Written problem A ▸ Duplicate the entries starting with the line that contains "[mask] outline apple stack" and going on through the last line of the entries, keeping every character the same.

Passage given ▸
========================================

Some of the beaches on Anglesey are among the most beautiful beaches in Europe, and for many they’re the main reason to visit Anglesey. This island off the north Wales coast is home to one of the finest castles in North Wales in Beaumaris, and the village with the longest place name in the UK. Rhosneigr is home to some of the best surfing in North Wales, and one of the best things to do on Anglesey is to explore the coast path, which has some of the best sections on the Wales Coast Path.
Inland from the amazing beaches in Anglesey you’ll find a rural landscape of green fields, vast sand dune systems, rocky hilltops and a great many prehistoric burial chambers and standing stones. It’s one of the most evocative landscapes in Wales, somewhere we’ve been drawn back to many times over.
So for the best things to do Anglesey has to offer, read on.
- 1 Best Things to do in Anglesey
- 1.1 1. Beaumaris Castle
- 1.2 2. Menai Suspension Bridge
- 1.3 3. Llanddwyn Island
- 1.4 4. Foel Farm Park
- 1.5 5. Anglesey Sea Zoo
- 1.6 6. Halen Mon – Anglesey Sea Salt
- 1.7 7. Malltraeth Sands
- 1.8 8.Llanfairpwllgwyngyllgogerychwyrndrobwllllantysiliogogogoch
- 1.9 9. Bryn Celli Ddu Burial Chamber
- 1.10 10. Aberffraw Beach and Dunes
- 1.11 11.Anglesey Walks – The North Coast
- 1.12 12. Rhoscolyn Beaches and Coast
- 1.13 13. Church Bay Anglesey
- 1.14 14. Parys Mountain, Amlwch
- 1.15 15. Cemlyn Bay
- 1.16 16. The Skerries – Anglesey Rib Ride
- 1.17 17. Penmon Priory
- 1.18 18. South Stack Lighthouse
- 1.19 19. Rhosneigr Surfing
- 1.20 20. Porth Wen Brickworks
- 1.21 21. Burial Chambers and Standing Stones of Anglesey, Wales
- 1.22 22. Ship Inn, Red Wharf Bay
- 1.23 23. Traeth Lligwy, Moelfre
- 1.24 24. Oriel Mon, Llangefni
- 1.25 25. Puffin Island
- 1.26 26. Beaumaris Gaol
- 1.27 27. Holyhead Roman Fort
- 1.28 28. Ferry to Ireland
- 1.29 29.Trearddur Bay
Best Things to do in Anglesey
1. Beaumaris Castle
Beaumaris Castle is one of the greatest of all Welsh castles, one of four included in the UNESCO World Heritage Site that also includes Caernarfon, Conwy and Harlech, the Castles of Edward I in Gwynedd.

========================================

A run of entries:
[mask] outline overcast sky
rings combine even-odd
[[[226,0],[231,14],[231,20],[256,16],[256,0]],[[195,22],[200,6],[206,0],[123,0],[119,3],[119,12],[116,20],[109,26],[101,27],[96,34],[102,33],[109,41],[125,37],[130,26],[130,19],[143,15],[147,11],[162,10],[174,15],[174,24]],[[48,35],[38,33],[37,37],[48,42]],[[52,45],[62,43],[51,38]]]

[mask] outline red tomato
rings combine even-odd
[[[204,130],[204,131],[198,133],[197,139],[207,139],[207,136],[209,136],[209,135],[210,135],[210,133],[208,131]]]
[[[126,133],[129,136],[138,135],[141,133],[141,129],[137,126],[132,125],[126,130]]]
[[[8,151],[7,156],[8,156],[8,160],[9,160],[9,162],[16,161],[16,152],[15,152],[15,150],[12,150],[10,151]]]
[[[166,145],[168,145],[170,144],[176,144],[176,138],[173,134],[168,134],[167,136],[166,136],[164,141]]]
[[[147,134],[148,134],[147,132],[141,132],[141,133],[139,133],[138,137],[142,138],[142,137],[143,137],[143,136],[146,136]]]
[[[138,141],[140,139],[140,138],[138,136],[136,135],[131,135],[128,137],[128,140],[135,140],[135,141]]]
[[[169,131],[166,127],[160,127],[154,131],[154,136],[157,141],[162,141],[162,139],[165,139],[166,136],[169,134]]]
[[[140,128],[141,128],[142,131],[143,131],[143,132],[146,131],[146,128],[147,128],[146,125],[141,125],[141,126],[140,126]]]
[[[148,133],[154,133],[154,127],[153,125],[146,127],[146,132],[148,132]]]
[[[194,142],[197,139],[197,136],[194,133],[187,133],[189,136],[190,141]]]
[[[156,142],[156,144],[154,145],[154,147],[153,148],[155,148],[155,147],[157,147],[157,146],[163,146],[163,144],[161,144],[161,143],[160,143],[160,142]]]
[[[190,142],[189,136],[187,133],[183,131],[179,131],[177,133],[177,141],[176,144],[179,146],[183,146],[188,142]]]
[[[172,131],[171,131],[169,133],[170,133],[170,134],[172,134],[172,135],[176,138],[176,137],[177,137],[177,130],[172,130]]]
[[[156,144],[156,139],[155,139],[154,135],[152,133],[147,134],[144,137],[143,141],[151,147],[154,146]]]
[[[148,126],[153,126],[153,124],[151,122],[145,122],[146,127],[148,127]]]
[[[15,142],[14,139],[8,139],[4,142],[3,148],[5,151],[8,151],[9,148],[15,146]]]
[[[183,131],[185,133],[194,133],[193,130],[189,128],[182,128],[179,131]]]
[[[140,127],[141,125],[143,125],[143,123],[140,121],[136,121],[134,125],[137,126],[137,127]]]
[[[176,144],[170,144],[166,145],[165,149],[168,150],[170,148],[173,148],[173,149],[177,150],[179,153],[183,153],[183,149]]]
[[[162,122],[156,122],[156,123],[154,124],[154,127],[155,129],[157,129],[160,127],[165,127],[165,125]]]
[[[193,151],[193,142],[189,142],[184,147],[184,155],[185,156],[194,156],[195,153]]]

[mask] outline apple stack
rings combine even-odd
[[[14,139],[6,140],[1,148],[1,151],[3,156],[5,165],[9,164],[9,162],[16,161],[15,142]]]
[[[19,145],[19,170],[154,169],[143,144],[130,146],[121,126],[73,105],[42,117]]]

========================================

Written problem B ▸ In the text about Anglesey, set down word for word the part starting with "Inland from the" and going on through "many times over.".

Expected answer A ▸
[mask] outline apple stack
rings combine even-odd
[[[14,139],[6,140],[1,148],[1,151],[3,156],[5,165],[9,164],[9,162],[16,161],[15,142]]]
[[[19,145],[19,170],[154,169],[143,144],[130,146],[121,126],[73,105],[42,117]]]

Expected answer B ▸
Inland from the amazing beaches in Anglesey you’ll find a rural landscape of green fields, vast sand dune systems, rocky hilltops and a great many prehistoric burial chambers and standing stones. It’s one of the most evocative landscapes in Wales, somewhere we’ve been drawn back to many times over.